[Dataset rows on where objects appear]
┄┄┄┄┄┄
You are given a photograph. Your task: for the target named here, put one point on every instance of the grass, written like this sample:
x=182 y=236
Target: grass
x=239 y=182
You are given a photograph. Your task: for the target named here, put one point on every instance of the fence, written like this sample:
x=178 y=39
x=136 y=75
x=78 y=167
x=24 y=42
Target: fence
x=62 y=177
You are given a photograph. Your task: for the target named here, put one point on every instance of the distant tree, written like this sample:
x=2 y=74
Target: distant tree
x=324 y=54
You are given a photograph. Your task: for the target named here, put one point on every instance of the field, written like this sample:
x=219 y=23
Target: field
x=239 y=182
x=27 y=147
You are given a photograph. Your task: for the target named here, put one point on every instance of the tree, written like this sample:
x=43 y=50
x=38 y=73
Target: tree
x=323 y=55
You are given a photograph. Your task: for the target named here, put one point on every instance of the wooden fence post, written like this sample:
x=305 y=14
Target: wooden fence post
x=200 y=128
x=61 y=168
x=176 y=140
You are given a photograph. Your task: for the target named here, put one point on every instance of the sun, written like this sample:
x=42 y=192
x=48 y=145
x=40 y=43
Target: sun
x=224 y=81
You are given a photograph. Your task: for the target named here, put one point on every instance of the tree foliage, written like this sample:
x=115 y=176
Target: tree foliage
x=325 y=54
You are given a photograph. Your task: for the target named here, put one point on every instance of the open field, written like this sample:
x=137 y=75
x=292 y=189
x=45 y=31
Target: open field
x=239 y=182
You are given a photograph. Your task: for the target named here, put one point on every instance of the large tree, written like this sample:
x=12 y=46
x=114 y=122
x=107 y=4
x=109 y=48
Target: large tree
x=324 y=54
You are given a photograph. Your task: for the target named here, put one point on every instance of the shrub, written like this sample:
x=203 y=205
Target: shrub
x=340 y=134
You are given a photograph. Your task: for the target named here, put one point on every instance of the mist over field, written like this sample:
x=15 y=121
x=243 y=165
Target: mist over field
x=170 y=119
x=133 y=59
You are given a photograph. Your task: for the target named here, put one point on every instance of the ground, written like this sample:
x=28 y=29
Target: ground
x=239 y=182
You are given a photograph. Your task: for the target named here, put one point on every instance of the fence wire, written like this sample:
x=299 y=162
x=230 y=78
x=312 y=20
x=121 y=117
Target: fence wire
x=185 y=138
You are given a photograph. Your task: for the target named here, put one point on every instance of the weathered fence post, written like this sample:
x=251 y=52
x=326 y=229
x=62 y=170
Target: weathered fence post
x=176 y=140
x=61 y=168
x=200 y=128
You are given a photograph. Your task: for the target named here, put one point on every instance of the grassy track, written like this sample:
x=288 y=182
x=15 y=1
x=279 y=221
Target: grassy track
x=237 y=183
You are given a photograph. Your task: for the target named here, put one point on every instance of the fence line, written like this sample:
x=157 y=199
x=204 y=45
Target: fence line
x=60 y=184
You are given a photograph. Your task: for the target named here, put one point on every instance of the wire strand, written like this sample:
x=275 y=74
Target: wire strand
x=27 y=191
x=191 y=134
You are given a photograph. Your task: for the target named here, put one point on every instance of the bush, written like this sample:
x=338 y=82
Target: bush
┄┄┄┄┄┄
Exercise: Retype all of the material above with every character intact.

Solution:
You are given a photograph. Your task: for the target named here, put one point on every instance of the grass, written like this sample:
x=182 y=236
Target: grass
x=239 y=182
You are given a photograph. Your task: for the target named here, put one point on every instance of the fence, written like this sample:
x=178 y=39
x=136 y=75
x=78 y=167
x=24 y=42
Target: fence
x=62 y=177
You are given a photograph. Your task: for the target named here, put one point on every instance of the distant tree, written like this sample:
x=2 y=74
Target: distant tree
x=324 y=54
You are given a photograph. Your task: for the target named here, put one point on every instance of the field, written like this sample:
x=219 y=23
Target: field
x=239 y=182
x=27 y=147
You are given a photograph. Your task: for the target named here, put one point on every instance of the tree, written like this sample:
x=43 y=50
x=38 y=73
Target: tree
x=323 y=55
You are given a photograph. Your task: for the target named here, put one point on every instance of the wooden fence post, written like this sample:
x=305 y=14
Target: wooden fence post
x=200 y=128
x=61 y=168
x=176 y=140
You are given a photograph. Your task: for the target named here, put one point on every instance of the sun, written like this sample:
x=42 y=192
x=48 y=145
x=40 y=43
Target: sun
x=224 y=81
You are given a photograph. Your task: for the target named here, put one point on every instance of the tree foliage, written like this sample:
x=115 y=176
Target: tree foliage
x=325 y=54
You are given a photograph. Your task: for the target named here, put one point on every instance of the open field, written like this sample:
x=137 y=75
x=292 y=189
x=45 y=31
Target: open field
x=239 y=182
You are given a photograph. Your task: for the target named here, put one point on every instance of the large tree, written like this sample:
x=12 y=46
x=114 y=122
x=107 y=4
x=109 y=48
Target: large tree
x=324 y=54
You are given a photograph. Your task: for the target named here, put one point on every instance of the shrub, written like this sample:
x=203 y=205
Target: shrub
x=340 y=134
You are given a photograph. Your task: for the target named here, put one point on every instance of the mist over field, written like this sample:
x=15 y=121
x=243 y=165
Target: mist over field
x=170 y=119
x=133 y=59
You are given a photograph. Your task: for the target named here, put one point on every instance of the ground, written like this sample:
x=28 y=29
Target: ground
x=239 y=182
You are given a photograph. Your task: for the target named here, put one point on every instance of the fence wire, written like this sample:
x=299 y=162
x=230 y=78
x=312 y=20
x=121 y=117
Target: fence wire
x=185 y=138
You are given a photograph. Your task: for the target named here, put one point on every instance of the weathered fence post, written like this sample:
x=251 y=52
x=326 y=229
x=62 y=170
Target: weathered fence post
x=176 y=140
x=61 y=168
x=200 y=128
You are given a photograph. Your task: for the target named here, put one point on every instance of the grassy track, written like this sample:
x=288 y=182
x=15 y=1
x=279 y=221
Target: grassy track
x=237 y=183
You are given a photograph. Your task: for the target named here, put one point on every instance of the fence line, written like this sample:
x=157 y=199
x=204 y=45
Target: fence line
x=60 y=184
You are given a photograph. Your task: for the target named here, put one point on every instance of the wire strand, written like this sample:
x=275 y=74
Target: wire strand
x=27 y=191
x=191 y=134
You are given a photograph. Your task: for the target named here, put one point on every instance of the bush, written like this sample:
x=338 y=82
Target: bush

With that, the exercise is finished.